## SELECTION
——————

Daniel Trevor Christian (born 4 May 1983) is a former Australian professional cricketer with Aboriginal ancestry. He is considered to be a Twenty20 cricket specialist and has played for franchises all over the globe. Christian is known as a powerful hitter and a useful medium pacer. CricInfo's Peter English described him as a "natural all-rounder". He is seen as a cricket role model for Australia's indigenous population.

Early life
Born in 1983, Christian grew up in the town of Narrandera in the Riverina region of New South Wales and is of British, Irish Catholic and Australian Indigenous Wiradjuri ancestry. He lived in Narrandera until he completed primary school and then he moved to Sydney to attend St Gregory's College, Campbelltown..

Cricket career

In 2003, Christian attended the Australian Cricket Academy.

Christian played List A cricket for New South Wales in 2006 and 2007. After he was not offered a new contract for the 2007–08 season, he moved to South Australia where he soon found himself playing first-class cricket for the state team.

In 2009, Christian captained an Indigenous Australian cricket team that toured England. Cricinfo noted that "With the bat Christian can be brutal, particularly when aiming at Adelaide's square boundaries, and he is one of those rare strikers whose eyes don't need a warm-up ball." He was brought into Australia's Twenty20 team "following a series of brutal, clever and consistent performances."

In February 2010, he made his Twenty20 International debut against the West Indies. The following month, he was selected as a member of Australia's squad for the 2010 ICC World Twenty20 tournament.

Christian played for Hampshire in their victorious 2010 Twenty20 Cup campaign.

Additionally, Christian was a part of the Deccan Charger’s team which competed annually in the DLF IPL - he was purchased for US$900,000.

On 2 March 2012, he took figures of 5/31 which included a hat-trick in an ODI match against Sri Lanka at the MCG. Despite his impressive figures, Australia were unable to win the match.

He was picked up by the Royal Challengers Bangalore for a sum of US$100,000, and joined them for their IPL-6 campaign.

——————

[Dataset items]
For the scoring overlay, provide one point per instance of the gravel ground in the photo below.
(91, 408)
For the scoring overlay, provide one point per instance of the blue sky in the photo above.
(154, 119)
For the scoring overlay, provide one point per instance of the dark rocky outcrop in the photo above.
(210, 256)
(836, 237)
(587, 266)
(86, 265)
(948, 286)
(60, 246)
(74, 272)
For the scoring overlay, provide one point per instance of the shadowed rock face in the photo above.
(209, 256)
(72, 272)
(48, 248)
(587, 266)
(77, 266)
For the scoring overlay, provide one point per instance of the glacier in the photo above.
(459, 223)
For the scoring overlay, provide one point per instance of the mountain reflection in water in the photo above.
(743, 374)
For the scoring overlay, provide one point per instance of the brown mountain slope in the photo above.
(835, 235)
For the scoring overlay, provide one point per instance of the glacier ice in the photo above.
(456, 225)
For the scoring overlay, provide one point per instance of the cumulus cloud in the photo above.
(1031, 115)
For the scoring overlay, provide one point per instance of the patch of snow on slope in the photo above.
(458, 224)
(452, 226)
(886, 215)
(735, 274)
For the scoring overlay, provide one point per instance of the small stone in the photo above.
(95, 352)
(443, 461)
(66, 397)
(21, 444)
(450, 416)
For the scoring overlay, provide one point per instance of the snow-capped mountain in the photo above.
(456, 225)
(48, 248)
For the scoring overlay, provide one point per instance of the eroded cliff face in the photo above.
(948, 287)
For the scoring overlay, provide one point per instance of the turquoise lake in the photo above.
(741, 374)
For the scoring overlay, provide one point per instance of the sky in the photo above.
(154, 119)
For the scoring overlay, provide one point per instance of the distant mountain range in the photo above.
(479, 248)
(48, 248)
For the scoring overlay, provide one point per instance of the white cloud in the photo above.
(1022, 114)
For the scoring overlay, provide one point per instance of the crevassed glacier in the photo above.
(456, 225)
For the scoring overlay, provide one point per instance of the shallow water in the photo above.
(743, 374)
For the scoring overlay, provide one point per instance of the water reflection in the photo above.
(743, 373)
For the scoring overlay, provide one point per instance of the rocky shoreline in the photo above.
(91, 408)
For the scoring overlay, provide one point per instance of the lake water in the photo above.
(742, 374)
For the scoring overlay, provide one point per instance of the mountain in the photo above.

——————

## CHALLENGE A
In the Daniel Christian biography, which town did Christian grow up in?
## CHALLENGE B
Write the next part of the Daniel Christian biography above, picking up after its final paragraph.

## RESULT A
Narrandera, in the Riverina region of New South Wales.

## RESULT B
In 2013, Christian signed for the English side Gloucestershire Gladiators to play in the 2013 Twenty20 Cup, although he did play a first-class game for Gloucestershire against Australia A. The following year he signed for Middlesex Panthers to play in the 2014 t20 Blast, a spell which included an innings against Kent of 129, which included ten sixes and to date is the highest score by a batsman in a T20 game at the St. Lawrence Ground.

In 2015, Christian signed for his 4th English County, Nottinghamshire in a spell that would bring both him and the club great success in the t20 Blast competition.

In February 2017, he was bought by Rising Pune Supergiants team for the 2017 Indian Premier League. In January 2018, he was bought by the Delhi Daredevils in the 2018 IPL auction.

During the summer of 2018, he scored his first T20 hundred for the Notts Outlaws against Northamptonshire posting a record score at the County Ground in the process.

In October 2018, he was named in Jozi Stars' squad for the first edition of the Mzansi Super League T20 tournament. In July 2019, he was selected to play for the Dublin Chiefs in the inaugural edition of the Euro T20 Slam cricket tournament. However, the following month the tournament was cancelled.

In September 2019, he was named in the squad for the Jozi Stars team for the 2019 Mzansi Super League tournament. Christian led the Notts Outlaws to victory in the 2020 T20 Blast competition with a man of the match performance.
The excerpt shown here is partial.